DATA EXTRACT:
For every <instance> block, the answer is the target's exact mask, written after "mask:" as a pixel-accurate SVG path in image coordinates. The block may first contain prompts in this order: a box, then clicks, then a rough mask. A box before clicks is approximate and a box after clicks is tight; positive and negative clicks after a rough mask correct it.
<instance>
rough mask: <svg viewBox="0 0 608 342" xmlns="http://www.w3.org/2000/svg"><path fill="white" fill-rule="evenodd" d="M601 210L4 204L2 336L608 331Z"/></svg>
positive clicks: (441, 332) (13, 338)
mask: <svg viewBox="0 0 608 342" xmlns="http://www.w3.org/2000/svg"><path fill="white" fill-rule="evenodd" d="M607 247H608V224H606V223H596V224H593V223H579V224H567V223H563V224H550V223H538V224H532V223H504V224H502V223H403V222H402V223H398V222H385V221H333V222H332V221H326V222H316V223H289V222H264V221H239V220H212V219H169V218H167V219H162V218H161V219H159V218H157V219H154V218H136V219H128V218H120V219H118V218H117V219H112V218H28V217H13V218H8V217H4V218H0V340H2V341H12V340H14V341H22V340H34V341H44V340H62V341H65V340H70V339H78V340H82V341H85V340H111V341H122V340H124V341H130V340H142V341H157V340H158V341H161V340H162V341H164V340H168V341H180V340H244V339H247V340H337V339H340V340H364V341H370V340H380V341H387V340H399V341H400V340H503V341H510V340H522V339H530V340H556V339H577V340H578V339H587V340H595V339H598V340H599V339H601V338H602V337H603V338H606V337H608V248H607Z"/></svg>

YOUR OBJECTIVE:
Count the lines above that contain the word "rough", and reply with only that number.

ANSWER BELOW:
2